Prompt: Below are some entries. Transcribe the lines from the one holding "Could you kindly annotate the handheld" to the one holding "Could you kindly annotate the black and", inclusive, but not the pictures among them.

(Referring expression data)
***
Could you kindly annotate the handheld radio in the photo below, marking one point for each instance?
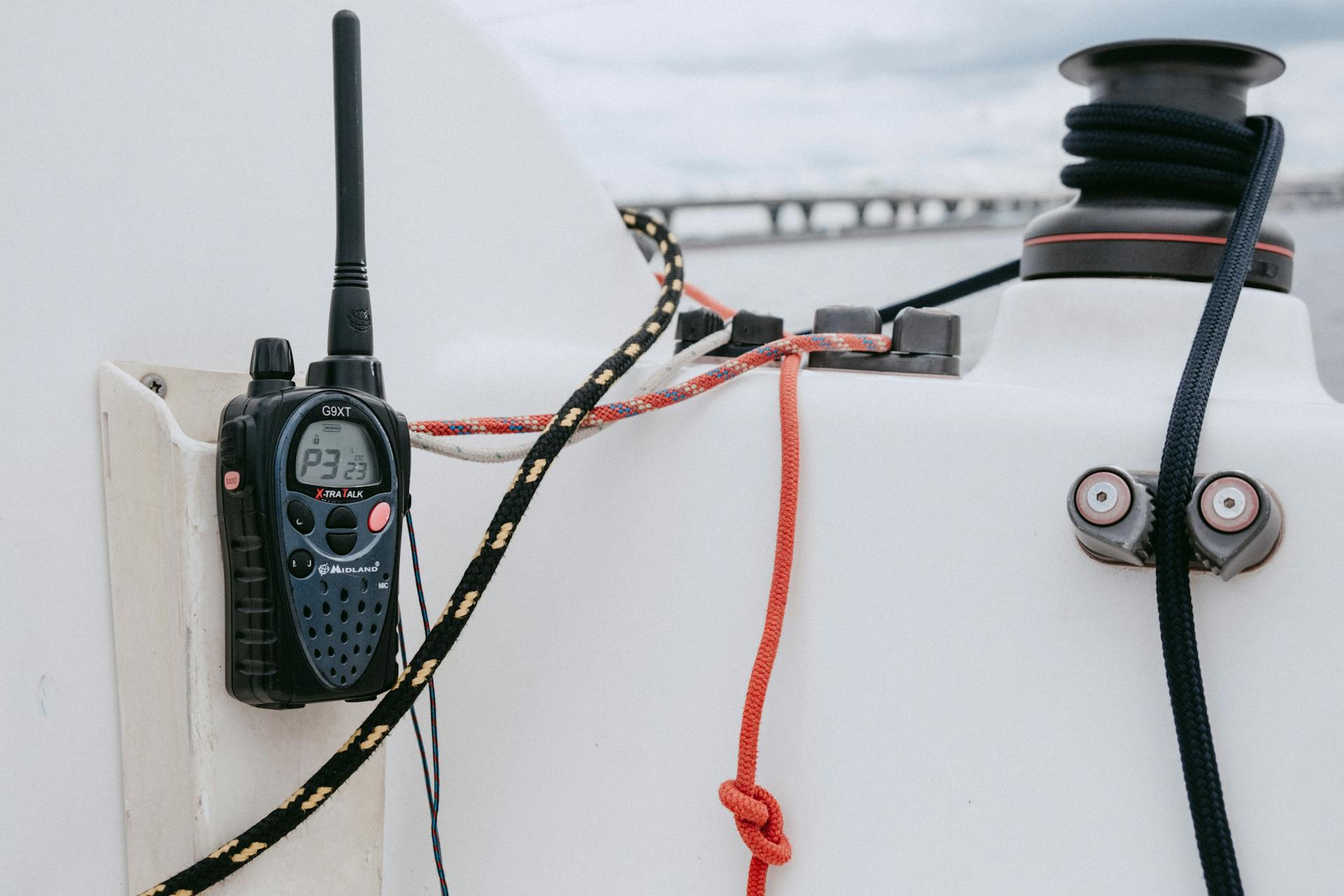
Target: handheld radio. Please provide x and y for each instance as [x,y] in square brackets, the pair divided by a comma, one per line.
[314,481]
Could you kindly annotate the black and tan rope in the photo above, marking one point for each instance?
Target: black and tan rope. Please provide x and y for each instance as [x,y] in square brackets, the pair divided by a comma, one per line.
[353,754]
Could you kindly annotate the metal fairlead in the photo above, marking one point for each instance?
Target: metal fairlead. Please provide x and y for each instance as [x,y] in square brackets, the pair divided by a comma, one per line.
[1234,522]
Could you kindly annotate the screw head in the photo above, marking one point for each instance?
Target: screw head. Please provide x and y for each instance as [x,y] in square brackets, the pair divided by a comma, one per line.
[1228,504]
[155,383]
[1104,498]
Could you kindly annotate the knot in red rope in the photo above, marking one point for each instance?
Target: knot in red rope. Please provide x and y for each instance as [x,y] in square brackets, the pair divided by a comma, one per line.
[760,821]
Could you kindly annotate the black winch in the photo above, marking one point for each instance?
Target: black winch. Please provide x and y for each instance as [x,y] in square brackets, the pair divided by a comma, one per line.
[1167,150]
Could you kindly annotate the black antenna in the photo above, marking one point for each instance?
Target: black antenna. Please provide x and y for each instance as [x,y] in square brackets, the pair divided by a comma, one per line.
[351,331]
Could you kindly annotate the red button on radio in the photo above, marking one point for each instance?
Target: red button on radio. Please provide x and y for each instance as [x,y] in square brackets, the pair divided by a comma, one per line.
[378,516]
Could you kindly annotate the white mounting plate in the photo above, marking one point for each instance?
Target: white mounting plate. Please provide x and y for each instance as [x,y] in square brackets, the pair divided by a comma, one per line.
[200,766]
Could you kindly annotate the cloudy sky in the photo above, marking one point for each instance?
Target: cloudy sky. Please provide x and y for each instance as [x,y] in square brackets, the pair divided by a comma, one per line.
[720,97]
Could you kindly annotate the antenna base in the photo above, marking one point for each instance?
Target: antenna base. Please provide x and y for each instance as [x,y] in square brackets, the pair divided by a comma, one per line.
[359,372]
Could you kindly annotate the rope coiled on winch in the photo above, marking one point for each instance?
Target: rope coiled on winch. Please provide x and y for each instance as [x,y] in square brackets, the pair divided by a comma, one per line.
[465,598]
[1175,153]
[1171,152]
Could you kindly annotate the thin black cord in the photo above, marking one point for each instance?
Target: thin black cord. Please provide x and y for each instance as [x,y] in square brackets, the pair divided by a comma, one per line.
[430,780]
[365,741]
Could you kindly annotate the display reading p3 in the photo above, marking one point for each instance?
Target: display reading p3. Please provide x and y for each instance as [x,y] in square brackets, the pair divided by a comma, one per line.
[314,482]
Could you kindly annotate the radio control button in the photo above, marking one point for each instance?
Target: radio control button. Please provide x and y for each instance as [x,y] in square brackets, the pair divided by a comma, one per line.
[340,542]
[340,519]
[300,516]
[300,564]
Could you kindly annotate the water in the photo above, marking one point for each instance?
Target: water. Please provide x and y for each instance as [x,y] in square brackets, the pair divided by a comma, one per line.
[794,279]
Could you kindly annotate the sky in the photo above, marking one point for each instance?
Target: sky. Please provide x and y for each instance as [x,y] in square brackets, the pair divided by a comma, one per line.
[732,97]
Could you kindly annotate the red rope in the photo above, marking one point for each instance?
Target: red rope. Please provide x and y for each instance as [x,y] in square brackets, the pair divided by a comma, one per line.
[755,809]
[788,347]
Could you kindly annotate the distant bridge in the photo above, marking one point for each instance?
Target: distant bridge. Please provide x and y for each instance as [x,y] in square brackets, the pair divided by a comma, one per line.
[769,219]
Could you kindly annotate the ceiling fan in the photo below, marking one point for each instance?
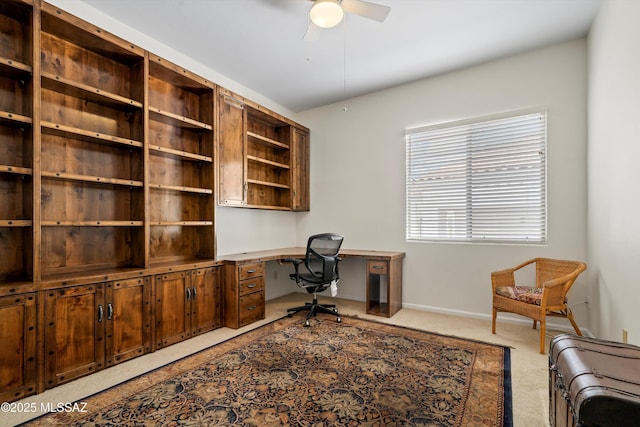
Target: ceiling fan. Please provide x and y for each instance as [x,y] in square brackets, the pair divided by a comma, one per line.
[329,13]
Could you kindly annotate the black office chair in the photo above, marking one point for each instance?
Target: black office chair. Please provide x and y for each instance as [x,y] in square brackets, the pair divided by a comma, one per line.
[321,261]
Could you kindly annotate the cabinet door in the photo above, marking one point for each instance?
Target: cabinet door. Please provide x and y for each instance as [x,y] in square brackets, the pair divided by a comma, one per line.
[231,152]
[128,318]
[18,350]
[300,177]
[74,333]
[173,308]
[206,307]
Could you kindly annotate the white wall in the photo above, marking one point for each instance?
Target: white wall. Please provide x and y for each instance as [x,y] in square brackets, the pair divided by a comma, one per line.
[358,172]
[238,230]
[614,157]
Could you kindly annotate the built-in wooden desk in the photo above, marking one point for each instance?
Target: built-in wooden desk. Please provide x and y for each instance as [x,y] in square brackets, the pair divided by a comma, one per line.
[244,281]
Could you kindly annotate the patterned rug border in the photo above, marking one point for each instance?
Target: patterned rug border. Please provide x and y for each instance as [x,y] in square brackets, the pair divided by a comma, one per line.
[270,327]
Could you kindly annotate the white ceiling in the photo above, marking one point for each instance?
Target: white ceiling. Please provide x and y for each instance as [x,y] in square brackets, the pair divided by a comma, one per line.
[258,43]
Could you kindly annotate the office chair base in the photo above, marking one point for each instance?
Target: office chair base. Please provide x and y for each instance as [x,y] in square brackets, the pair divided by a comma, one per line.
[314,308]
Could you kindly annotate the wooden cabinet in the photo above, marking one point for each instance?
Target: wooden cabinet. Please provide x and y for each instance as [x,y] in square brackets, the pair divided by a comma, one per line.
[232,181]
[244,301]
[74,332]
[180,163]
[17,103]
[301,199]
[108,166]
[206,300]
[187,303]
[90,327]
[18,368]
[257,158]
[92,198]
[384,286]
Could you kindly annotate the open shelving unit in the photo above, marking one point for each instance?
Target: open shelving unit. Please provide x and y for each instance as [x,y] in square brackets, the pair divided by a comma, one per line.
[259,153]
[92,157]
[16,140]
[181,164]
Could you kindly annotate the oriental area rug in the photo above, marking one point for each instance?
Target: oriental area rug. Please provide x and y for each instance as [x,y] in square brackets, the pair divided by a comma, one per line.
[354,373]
***
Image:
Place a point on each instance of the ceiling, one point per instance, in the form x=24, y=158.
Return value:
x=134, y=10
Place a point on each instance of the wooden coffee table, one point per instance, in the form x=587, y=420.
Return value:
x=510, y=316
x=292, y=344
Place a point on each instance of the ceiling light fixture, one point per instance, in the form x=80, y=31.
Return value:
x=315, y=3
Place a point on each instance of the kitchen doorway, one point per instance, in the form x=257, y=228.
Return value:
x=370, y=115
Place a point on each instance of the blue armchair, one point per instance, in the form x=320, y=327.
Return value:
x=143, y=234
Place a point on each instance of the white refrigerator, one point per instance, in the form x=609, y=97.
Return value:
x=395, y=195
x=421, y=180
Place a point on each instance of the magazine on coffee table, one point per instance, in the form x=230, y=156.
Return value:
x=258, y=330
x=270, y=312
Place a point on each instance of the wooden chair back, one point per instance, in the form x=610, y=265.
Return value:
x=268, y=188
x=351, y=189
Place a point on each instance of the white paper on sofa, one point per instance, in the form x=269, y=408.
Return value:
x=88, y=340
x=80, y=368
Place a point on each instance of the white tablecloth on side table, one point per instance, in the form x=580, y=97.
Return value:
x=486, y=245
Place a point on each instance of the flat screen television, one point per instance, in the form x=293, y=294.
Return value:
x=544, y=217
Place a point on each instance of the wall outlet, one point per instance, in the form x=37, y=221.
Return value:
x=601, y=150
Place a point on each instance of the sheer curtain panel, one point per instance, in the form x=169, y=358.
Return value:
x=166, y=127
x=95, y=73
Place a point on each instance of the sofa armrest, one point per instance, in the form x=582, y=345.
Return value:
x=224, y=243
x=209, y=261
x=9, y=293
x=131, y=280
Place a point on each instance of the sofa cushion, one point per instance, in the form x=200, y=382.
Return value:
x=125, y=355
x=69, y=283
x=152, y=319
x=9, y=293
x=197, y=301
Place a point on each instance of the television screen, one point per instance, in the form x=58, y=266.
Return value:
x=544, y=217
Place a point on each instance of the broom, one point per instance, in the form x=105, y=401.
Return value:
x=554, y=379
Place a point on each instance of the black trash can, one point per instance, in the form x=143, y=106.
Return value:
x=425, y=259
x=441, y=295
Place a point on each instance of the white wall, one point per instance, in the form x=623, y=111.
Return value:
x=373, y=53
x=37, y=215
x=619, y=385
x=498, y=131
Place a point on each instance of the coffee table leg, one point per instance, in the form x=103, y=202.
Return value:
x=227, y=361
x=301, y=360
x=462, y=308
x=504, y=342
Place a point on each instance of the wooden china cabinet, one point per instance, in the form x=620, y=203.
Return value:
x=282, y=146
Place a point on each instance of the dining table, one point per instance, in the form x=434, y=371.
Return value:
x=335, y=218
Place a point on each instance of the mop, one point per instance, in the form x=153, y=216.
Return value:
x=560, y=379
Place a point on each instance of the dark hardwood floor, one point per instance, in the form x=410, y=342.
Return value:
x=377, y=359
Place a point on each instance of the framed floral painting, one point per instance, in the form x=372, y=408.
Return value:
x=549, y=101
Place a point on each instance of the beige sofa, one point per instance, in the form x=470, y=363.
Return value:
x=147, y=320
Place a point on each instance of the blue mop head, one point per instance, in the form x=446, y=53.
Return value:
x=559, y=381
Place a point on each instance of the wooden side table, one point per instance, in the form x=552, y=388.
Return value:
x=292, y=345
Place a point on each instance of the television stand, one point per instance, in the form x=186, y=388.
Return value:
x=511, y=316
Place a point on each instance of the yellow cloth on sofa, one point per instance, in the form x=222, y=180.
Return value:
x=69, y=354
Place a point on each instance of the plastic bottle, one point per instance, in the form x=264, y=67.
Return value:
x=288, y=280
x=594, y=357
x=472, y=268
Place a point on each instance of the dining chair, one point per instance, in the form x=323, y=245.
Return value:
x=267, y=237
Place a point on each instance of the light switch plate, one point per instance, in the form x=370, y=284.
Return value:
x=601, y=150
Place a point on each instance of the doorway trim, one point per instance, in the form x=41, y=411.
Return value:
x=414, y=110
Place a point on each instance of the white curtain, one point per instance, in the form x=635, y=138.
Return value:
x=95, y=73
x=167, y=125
***
Exercise answer:
Could you kindly annotate the handheld radio in the photo below, marking one point for each instance?
Target: handheld radio. Please provide x and y for each instance as [x,y] in square brackets, the pair divided by a comma, one per line.
[314,481]
Could you kindly annotate the black and tan rope in the photo above, marking one point for each instance?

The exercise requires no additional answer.